Type out the entries below again, character for character.

::::::::

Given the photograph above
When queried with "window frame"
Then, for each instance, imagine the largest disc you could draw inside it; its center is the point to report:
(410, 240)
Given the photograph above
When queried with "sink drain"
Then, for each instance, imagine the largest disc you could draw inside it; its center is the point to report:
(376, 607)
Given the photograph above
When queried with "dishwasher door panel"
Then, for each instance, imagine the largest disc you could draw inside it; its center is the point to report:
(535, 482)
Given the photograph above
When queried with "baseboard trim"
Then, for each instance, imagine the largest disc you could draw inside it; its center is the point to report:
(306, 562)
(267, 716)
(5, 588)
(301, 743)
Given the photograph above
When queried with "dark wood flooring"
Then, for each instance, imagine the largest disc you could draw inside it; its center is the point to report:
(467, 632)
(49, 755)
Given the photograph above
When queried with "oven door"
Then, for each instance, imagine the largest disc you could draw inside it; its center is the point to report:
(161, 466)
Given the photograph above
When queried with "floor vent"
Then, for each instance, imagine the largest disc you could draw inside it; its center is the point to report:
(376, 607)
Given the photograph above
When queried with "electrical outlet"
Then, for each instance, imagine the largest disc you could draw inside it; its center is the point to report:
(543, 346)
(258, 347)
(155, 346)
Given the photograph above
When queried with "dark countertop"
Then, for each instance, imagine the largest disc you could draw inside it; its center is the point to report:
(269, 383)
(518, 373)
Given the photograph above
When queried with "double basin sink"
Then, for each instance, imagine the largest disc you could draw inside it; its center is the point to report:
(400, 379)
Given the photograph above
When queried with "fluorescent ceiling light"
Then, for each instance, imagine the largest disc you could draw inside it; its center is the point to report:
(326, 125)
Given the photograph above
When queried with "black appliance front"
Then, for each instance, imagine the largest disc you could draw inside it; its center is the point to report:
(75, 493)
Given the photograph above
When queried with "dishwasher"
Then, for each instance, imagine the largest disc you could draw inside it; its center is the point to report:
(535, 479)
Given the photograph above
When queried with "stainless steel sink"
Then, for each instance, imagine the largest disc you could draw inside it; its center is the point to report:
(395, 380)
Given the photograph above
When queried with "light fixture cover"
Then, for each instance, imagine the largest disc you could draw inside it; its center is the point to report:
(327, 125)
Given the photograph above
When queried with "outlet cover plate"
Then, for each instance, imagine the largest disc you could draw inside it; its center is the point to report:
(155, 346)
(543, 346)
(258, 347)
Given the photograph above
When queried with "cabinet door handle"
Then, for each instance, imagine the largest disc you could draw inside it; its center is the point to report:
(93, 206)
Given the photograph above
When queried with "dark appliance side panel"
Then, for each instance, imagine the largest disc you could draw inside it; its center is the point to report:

::::::::

*Answer for the task*
Given the photograph above
When queried with "window frame"
Then, for each instance, imagine the largest disc you could draw inside it; its center is the point to report:
(410, 240)
Given the photograph above
When queried with "sink drain"
Then, for each instance, imagine the largest disc you could draw inside it; its center is the point to report:
(376, 607)
Given the photograph above
When queried with "dishwasher door panel"
Then, for each instance, imagine the largest disc you could draw inside it; its center is the point to report:
(535, 482)
Given the photograph above
When queried with "baseboard trim"
Then, for each instance, imagine the largest disc you could draw inside it; its center is the point to report:
(306, 562)
(267, 716)
(5, 588)
(301, 743)
Given the photograph above
When queried with "dark wood flooring"
Then, for each instance, imagine the largest disc you could draw inside it; its center is the point to report:
(467, 632)
(49, 755)
Given the photograph above
When queried with "oven door"
Then, for each instance, imagine the largest disc you could draw inside it; its center is the point to report:
(161, 466)
Given the photograph above
When queried with "floor vent"
Then, for each instance, imagine the largest disc you could draw inside it; its center is the point to report:
(376, 607)
Given the photograph above
When queried with "electrical outlet"
Then, for each instance, imagine the largest disc you could draw inside it; its center is the point to report:
(543, 346)
(258, 347)
(155, 346)
Given the photograph above
When queried with "dark countertop"
Then, for each instance, imagine the largest disc you could draw inside it; its center is the point to report:
(269, 383)
(518, 373)
Given the photograph above
When queried with "double basin sink"
Then, for each instance, imagine the largest disc you could draw inside it; its center is the point to report:
(400, 379)
Given the photograph above
When queried with "fluorescent ceiling light"
Then, for each instance, imagine the largest disc you could draw inside it; its center is the point to report:
(326, 125)
Given the photograph above
When queried with "black appliance front"
Then, for each instance, imagine the largest disc you could draw inside it; its center is the point to report:
(75, 493)
Given the photograph above
When queried with "dishwasher"
Then, for each instance, imagine the largest disc you could draw inside it; its center is the point to report:
(535, 479)
Given the photograph above
When queried with "stainless steel sink"
Then, for each instance, imagine the largest disc you could draw inside it; its center is the point to report:
(395, 380)
Given the photograph above
When queried with "light fixture cover"
Then, for each instance, imagine the largest disc you could draw inside it; its center is the point to report:
(327, 125)
Given the photograph above
When queried with "outlet cover plate"
Then, for each instance, imagine the largest disc you could draw inside it; its center is the point to report:
(155, 346)
(543, 346)
(258, 347)
Given the photograph above
When queried with "cabinet door handle"
Then, for each instance, imagine the largest disc you could draw inside it; its center is the point to report:
(93, 206)
Given the photograph above
When queried with "dark appliance side panel"
Then, for each instance, imagine the largest disc you could draw inside it; its center is the point to report:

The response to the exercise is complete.